### Task objective
Substitute "statement" for "claim" throughout the listing below and reproduce it otherwise unchanged, leaving out the pictures.

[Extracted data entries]
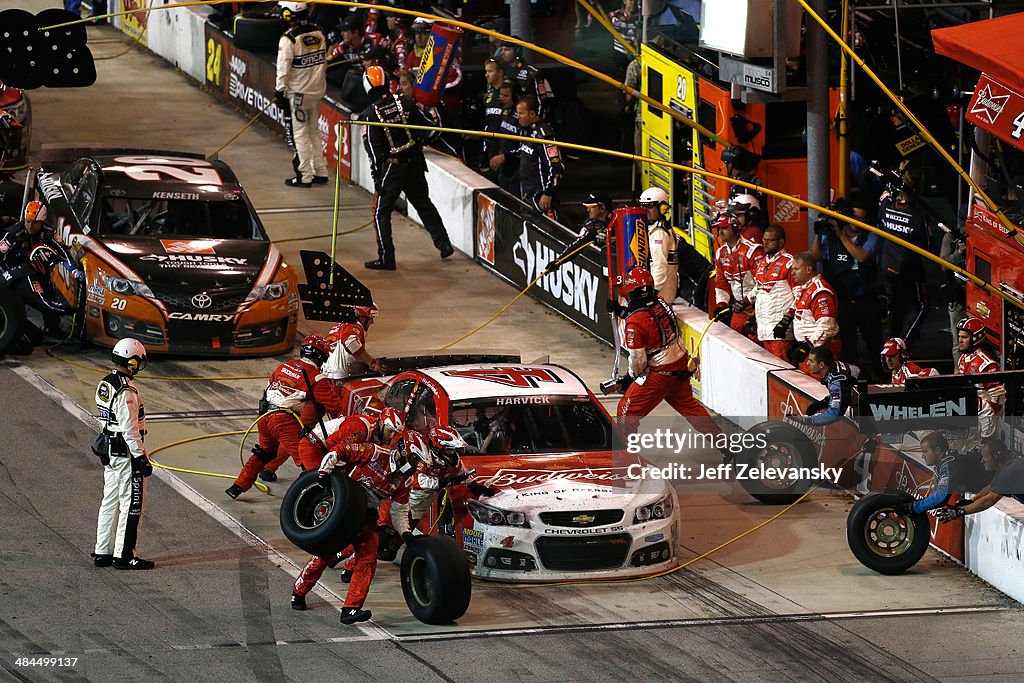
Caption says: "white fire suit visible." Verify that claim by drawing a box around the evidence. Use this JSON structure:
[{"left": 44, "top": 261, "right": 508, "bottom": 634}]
[
  {"left": 95, "top": 372, "right": 152, "bottom": 561},
  {"left": 754, "top": 251, "right": 796, "bottom": 341},
  {"left": 274, "top": 22, "right": 327, "bottom": 182},
  {"left": 647, "top": 218, "right": 679, "bottom": 303}
]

### Task answer
Caption says: "white fire suit visible." Verify that statement by drawing a box around the evidence. Use this JSON structure:
[{"left": 44, "top": 261, "right": 508, "bottom": 634}]
[
  {"left": 95, "top": 372, "right": 152, "bottom": 561},
  {"left": 754, "top": 251, "right": 796, "bottom": 341},
  {"left": 274, "top": 22, "right": 327, "bottom": 182},
  {"left": 647, "top": 218, "right": 679, "bottom": 303}
]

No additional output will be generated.